(Saved entries)
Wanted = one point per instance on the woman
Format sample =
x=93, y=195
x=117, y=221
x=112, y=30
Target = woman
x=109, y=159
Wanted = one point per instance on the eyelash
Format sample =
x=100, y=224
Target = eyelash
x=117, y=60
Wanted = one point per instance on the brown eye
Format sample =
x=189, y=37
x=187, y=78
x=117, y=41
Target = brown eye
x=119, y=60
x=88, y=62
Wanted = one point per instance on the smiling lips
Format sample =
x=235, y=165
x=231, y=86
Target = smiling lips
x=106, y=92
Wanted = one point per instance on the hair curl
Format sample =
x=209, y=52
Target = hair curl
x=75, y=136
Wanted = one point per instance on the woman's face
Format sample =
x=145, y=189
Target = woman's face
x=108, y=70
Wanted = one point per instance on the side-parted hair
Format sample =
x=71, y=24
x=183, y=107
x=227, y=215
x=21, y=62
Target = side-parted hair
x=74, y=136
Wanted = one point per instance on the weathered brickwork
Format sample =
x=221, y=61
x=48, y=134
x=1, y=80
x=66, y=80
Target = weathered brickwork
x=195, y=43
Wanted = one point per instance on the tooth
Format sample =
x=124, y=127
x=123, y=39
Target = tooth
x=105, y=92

DO THIS: Lay out every line of the records above as a JSON list of strings with one string per line, and leave out any blank lines.

ANSWER BELOW:
[
  "Wanted = one point per instance on the woman",
  "Format sample =",
  "x=93, y=195",
  "x=117, y=221",
  "x=112, y=30",
  "Target = woman",
  "x=109, y=159",
  "Wanted = one point per instance on the eyelash",
  "Format sample =",
  "x=100, y=224",
  "Target = eyelash",
  "x=117, y=60",
  "Wanted = one point per instance on the brown eye",
  "Format sample =",
  "x=189, y=37",
  "x=187, y=78",
  "x=117, y=41",
  "Target = brown eye",
  "x=119, y=60",
  "x=88, y=62",
  "Wanted = one point per instance on the smiling lips",
  "Format sample =",
  "x=235, y=165",
  "x=231, y=86",
  "Target = smiling lips",
  "x=106, y=92",
  "Wanted = one point per instance on the hair curl",
  "Format sample =",
  "x=209, y=52",
  "Target = hair curl",
  "x=75, y=136",
  "Wanted = one point per instance on the woman's face",
  "Format sample =",
  "x=145, y=189",
  "Target = woman's face",
  "x=108, y=70",
  "Wanted = one point per instance on the side-parted hair",
  "Format sample =",
  "x=71, y=24",
  "x=183, y=107",
  "x=227, y=215",
  "x=21, y=62",
  "Target = side-parted hair",
  "x=74, y=136",
  "Wanted = one point per instance on the weathered brickwork",
  "Format sample =",
  "x=221, y=61",
  "x=48, y=134",
  "x=1, y=80",
  "x=66, y=80",
  "Target = weathered brickwork",
  "x=195, y=43",
  "Wanted = one point per instance on the tooth",
  "Format sample =",
  "x=124, y=127",
  "x=123, y=39",
  "Target = tooth",
  "x=105, y=92"
]